Objective -> Rewrite the data below, switching "drop one marker" to "place a single marker" everywhere and leaving all other text unchanged.

(Coordinate labeling data)
<<<<

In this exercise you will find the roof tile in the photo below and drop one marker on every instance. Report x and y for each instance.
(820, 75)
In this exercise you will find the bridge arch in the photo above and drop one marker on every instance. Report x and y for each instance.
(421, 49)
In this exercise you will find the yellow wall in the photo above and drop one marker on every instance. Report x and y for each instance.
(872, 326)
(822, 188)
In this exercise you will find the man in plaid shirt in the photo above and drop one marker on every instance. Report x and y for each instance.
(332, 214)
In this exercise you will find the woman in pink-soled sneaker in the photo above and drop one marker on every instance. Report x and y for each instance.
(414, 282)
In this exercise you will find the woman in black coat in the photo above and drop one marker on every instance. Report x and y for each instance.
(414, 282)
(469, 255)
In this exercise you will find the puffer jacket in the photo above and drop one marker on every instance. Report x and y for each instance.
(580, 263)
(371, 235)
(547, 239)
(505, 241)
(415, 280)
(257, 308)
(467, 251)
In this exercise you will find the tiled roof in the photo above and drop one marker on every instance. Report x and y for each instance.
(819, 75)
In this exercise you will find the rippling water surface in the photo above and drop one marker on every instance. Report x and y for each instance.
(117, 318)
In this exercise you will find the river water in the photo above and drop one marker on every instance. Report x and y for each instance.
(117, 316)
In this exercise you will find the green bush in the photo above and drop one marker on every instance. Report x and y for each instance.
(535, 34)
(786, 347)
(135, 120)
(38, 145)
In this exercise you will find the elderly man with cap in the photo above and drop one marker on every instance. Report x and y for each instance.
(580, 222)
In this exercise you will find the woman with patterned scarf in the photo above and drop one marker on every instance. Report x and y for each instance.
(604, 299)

>>>>

Response to this task ->
In this exercise you will find the roof tile in the photo below and place a single marker on every instance. Report x and y for each instance.
(820, 75)
In this exercise you will find the bridge arch in the photo above and place a single marker on every instance. Report x and y for each instance.
(421, 49)
In this exercise you will find the yellow wall in the photo above and place a single marker on every instance. Report x and y for each instance.
(872, 326)
(822, 188)
In this exercise you will find the man in plaid shirt in the photo above and place a single marker on every instance. Report x and y for each instance.
(332, 214)
In this exercise you will find the woman in pink-soled sneaker in the photo above and place a single marker on every instance. Report x and y for each instance.
(414, 282)
In this exercise you will find the woman in black coat in the photo above and place a single marker on every instance. Report x and y for each instance.
(414, 282)
(469, 255)
In this exercise you will find the puffer jacket in the photo above and place a single marker on every instance. Report x and y for each instance.
(580, 263)
(371, 235)
(547, 239)
(505, 241)
(415, 280)
(257, 308)
(467, 251)
In this exercise you will find the tiled roof in the photo above and place a single marker on every instance. Report x and y for each instance.
(819, 75)
In this exercise you will find the rippling water surface in the photo above and place a single marker on every instance. Report x and y for each instance.
(117, 318)
In this exercise you will find the river water in the photo above and place a single marker on every instance. Report x and y for each instance.
(117, 316)
In this exercise you will find the green bush in the photo above and place a single marker on every instance. Report x and y for each instance.
(535, 34)
(786, 347)
(135, 120)
(38, 145)
In this exercise you will find the elderly man with cap in the photo above and place a single marker on every instance. Report x and y for each instance.
(580, 222)
In this exercise you will find the woman with patterned scarf in the photo above and place a single marker on every instance. Report x and y for each instance.
(604, 299)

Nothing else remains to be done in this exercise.